▸ Requirement
Print the entries below without changes, beginning at the line that contains "Q: For each instance of the green grassy" and continuing through the final line of the entries.

***** Records shown *****

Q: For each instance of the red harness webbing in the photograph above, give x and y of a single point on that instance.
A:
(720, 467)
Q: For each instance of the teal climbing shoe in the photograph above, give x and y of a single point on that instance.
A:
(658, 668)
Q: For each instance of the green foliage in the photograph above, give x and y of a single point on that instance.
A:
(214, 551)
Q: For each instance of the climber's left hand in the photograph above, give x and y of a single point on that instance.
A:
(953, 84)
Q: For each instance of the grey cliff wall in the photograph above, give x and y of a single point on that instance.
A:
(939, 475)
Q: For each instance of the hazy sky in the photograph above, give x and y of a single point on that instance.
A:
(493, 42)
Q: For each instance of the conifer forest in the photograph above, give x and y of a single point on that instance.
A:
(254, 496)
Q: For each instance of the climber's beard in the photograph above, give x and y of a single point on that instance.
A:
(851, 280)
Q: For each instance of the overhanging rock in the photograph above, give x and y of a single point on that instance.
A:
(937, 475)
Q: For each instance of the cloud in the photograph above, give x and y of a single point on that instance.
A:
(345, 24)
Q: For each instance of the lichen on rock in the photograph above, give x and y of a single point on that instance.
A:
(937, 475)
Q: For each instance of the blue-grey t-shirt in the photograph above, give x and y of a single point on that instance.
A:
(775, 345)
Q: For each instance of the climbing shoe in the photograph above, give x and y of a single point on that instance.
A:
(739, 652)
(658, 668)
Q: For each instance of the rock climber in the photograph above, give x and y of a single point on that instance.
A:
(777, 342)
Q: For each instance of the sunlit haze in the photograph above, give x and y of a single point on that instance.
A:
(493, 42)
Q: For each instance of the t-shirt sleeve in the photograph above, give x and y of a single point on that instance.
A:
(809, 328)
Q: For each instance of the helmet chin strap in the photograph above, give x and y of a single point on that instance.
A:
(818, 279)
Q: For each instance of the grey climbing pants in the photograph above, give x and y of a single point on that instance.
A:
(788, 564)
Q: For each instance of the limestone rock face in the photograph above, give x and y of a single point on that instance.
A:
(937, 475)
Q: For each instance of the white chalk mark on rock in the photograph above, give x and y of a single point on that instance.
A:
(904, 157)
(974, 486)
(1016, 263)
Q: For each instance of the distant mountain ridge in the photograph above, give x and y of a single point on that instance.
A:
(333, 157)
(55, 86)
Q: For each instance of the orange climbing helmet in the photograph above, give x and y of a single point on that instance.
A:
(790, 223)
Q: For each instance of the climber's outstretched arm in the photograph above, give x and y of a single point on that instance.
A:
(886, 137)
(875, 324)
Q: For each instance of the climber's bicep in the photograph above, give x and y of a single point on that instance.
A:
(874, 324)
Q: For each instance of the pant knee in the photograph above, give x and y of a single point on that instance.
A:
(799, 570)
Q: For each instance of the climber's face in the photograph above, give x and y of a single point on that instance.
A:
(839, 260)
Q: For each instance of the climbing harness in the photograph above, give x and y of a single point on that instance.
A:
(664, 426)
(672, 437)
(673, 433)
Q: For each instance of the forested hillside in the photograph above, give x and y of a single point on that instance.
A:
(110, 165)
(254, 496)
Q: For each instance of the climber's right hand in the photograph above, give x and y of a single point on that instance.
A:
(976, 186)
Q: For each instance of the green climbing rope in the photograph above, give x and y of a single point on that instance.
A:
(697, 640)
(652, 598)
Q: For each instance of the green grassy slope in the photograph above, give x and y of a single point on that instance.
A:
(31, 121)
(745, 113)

*****

▸ Solved problem
Q: For each instance of the green grassy slope in the photograph above, give x and y of a single point on that instance.
A:
(31, 121)
(745, 113)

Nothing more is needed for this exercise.